Rescale the material from its start through the line containing "point(443, 220)", both ends included. Give every line again, with each point coordinate in the answers multiplied by 0.45 and rounded to a whole number (halves round up), all other lines kept as they are and the pictures left out.

Raw data ->
__________________________________________________

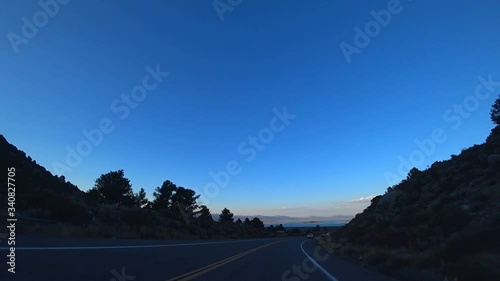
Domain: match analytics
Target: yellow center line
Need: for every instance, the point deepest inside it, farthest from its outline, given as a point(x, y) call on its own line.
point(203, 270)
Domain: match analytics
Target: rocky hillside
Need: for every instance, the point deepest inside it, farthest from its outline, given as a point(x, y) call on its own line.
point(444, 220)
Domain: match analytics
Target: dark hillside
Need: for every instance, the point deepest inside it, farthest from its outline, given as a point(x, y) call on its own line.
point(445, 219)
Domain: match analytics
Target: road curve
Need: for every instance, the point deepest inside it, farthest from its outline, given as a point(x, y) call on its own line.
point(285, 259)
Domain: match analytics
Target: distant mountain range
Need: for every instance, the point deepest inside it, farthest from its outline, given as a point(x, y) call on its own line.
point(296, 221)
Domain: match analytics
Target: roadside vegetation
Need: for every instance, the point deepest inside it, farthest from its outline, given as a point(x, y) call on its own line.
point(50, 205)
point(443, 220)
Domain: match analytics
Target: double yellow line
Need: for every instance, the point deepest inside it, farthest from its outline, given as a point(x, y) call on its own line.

__________________________________________________

Complete answer ->
Domain: match analytics
Target: yellow center line
Need: for every instance, the point deepest inside it, farthest from its outline, given as a point(x, y) call on its own line.
point(91, 122)
Domain: match analytics
Target: rocky hillside
Need: for every instance, the point deepest inside it, farthest from its outline, given as a point(x, y) call on its own line.
point(200, 99)
Domain: match analytics
Target: dark hillside
Need: for every instance, the point deepest inside it, farthest from its outline, given as a point(x, y) call on its own line.
point(200, 99)
Domain: match analytics
Target: road curve
Need: for every instance, the point deepest inside it, farthest from its outline, given as a point(x, y) call on its own line.
point(128, 117)
Domain: match analytics
Target: distant mountain range
Need: for every instance, the point deepest inside it, farthest from its outline, given as a point(x, y) call on its own line.
point(133, 99)
Domain: match analytics
Target: roadside vegetation
Need: for every instance, the point deepest inside it, farthest from its outline, given as a point(x, y) call on its own line.
point(23, 92)
point(199, 99)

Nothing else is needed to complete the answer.